SELECTED TEXT
Anthropic Claude 3.5 can create icalendar files, so I did this

Practical uses of LLMs for calendars & data extraction

  • Many people use Claude/ChatGPT/Gemini to:
    • Extract dates from PDFs, screenshots, school calendars, banking screenshots, OPML, etc.
    • Generate .ics files, Google Calendar links, CSVs, Markdown checklists.
    • Create recurring events (e.g., kids’ school schedules, conference dates, movie-anniversary calendars).
  • Several describe workflows: first have the model tabulate or summarize dates, manually review, then generate the calendar file or a small script to do it.

Accuracy, hallucinations, and “trust but verify”

  • Users warn that extraction is often “99–99.9%” correct, but small off‑by‑one or missing‑record errors are easy to miss and can be serious in high‑stakes domains.
  • Strong thread around the erosion of trust when LLMs confidently state plausible but wrong “facts”.
  • Suggested mitigations:
    • Use LLMs to write validators or scripts rather than trusting direct outputs.
    • Have multiple models perform the same task and compare.
    • Treat LLM output like junior‑dev work: let it do the bulk, then review.
  • Debate over the phrase “trust but verify”:
    • Some call it an oxymoron; others argue trust has degrees and verification doesn’t negate trust.
    • Alternatives: “assume good faith but check”, “trust does not exclude control”.

Model comparisons and behavior

  • Several report Claude 3.5 as:
    • Better at coding and following instructions than some previous tools.
    • Less prone to blatant hallucinations in some factual and coding tasks.
  • Others note:
    • ChatGPT and GPT‑4o can also generate ICS via text or code interpreter, but may initially refuse or be more awkward.

SUPPLIED MATERIAL
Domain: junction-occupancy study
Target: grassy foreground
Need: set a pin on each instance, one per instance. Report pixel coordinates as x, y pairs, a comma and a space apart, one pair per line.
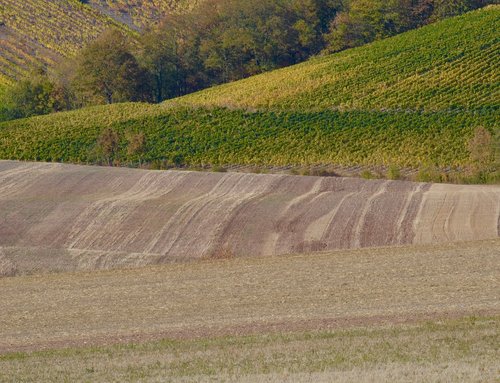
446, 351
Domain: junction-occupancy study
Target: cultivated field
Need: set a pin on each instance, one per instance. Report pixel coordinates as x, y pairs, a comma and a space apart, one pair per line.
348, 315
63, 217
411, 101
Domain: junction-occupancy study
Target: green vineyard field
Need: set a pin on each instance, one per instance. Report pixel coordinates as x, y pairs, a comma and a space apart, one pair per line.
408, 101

* * *

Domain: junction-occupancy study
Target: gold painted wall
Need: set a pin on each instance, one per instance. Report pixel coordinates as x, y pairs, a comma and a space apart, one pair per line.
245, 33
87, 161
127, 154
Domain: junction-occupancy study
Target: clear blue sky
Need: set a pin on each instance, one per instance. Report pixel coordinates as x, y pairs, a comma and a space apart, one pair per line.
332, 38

==

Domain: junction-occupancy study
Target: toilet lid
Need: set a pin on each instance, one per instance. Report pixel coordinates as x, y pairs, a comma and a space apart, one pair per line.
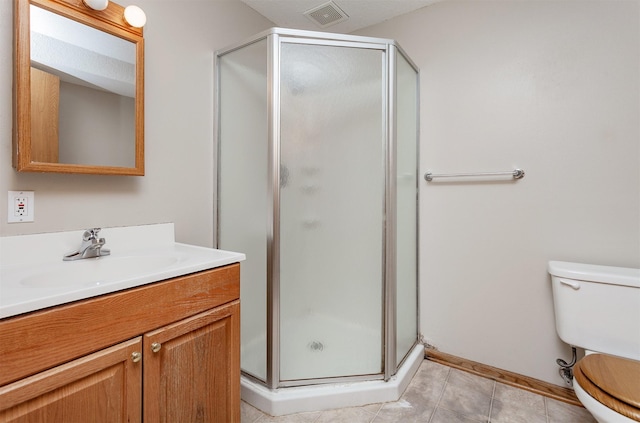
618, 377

WHAT IS EXPECTED
Return, word for word, the stretch of the calendar-files text from "Practical uses of" through "dates, movie-anniversary calendars).".

FINISHED EXERCISE
Practical uses of LLMs for calendars & data extraction

  • Many people use Claude/ChatGPT/Gemini to:
    • Extract dates from PDFs, screenshots, school calendars, banking screenshots, OPML, etc.
    • Generate .ics files, Google Calendar links, CSVs, Markdown checklists.
    • Create recurring events (e.g., kids’ school schedules, conference dates, movie-anniversary calendars).